** INPUT DATA **
----------

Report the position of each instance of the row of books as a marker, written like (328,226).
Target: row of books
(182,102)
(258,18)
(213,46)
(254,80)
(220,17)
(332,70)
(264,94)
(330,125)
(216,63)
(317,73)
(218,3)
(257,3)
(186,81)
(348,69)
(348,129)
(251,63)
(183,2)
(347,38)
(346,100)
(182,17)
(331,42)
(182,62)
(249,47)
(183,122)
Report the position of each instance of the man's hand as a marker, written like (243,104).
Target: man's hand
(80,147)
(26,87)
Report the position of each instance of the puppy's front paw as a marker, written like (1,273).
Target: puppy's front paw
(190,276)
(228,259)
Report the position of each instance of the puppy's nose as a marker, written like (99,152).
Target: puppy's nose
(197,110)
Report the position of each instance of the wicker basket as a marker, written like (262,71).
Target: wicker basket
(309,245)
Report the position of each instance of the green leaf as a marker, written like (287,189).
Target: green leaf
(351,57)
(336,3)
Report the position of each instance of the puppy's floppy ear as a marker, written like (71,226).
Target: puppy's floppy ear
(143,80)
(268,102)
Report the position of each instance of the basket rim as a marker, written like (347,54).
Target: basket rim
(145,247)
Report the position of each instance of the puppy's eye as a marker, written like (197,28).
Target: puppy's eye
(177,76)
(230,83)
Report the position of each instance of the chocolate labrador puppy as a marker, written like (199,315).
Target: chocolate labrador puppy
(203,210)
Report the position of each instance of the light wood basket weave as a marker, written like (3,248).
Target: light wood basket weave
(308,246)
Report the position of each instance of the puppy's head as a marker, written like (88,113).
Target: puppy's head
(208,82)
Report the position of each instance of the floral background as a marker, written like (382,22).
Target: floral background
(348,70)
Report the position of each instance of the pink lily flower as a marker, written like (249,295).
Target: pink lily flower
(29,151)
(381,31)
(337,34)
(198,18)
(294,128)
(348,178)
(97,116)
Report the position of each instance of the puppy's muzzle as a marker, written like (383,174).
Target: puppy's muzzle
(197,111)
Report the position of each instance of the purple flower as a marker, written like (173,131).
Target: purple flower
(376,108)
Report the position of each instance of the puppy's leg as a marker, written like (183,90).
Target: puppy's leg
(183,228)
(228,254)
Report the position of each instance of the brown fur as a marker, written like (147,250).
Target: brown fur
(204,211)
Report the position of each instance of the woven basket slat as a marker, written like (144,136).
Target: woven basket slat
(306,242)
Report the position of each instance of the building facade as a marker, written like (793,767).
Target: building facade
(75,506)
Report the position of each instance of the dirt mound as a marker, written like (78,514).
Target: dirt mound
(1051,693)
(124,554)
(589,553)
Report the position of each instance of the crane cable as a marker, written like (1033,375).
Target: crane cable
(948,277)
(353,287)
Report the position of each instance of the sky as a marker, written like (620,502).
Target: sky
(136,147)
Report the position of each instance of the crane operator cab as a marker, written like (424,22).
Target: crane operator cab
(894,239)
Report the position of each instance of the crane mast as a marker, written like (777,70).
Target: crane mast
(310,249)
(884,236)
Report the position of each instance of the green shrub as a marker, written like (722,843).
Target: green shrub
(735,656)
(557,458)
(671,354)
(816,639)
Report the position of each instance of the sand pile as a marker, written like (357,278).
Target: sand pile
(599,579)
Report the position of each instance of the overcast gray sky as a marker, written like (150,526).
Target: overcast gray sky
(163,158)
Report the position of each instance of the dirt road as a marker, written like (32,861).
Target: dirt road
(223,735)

----------

** WHAT YOU SHOULD DO **
The lines from the one holding "Report the position of each instance of the dirt mound" through the end of the listing above are to be written out exactly, both ends included, and no others.

** RESULT BELOW **
Report the position of each instance of the dirt mound as a marker, written like (78,514).
Target: dirt mound
(1051,693)
(124,554)
(589,553)
Report the position of each instance of the crane cable as a marker, written like (1033,375).
Target: crane cable
(948,277)
(353,287)
Report the position of each instance of the sky as a marker, written like (620,502).
Target: sky
(136,147)
Report the position of each instance of the crane operator cab as a marker, written like (424,22).
Target: crane operator cab
(894,239)
Report the position of each instance of the crane mast as a marker, written like (777,70).
Target: crane mast
(310,249)
(884,236)
Report the position of each instance of the green shrub as a marker, written like (722,843).
Target: green shrub
(735,656)
(557,458)
(671,354)
(816,639)
Report the position of each instance of the sand pile as a marker, written like (357,278).
Target: sand pile
(599,579)
Report the position of each instance of the overcast gray sky as a marker, written like (150,526).
Target: overcast gray sky
(163,158)
Report the position of each instance of the dirt road as a marker, written like (32,861).
Target: dirt road
(223,735)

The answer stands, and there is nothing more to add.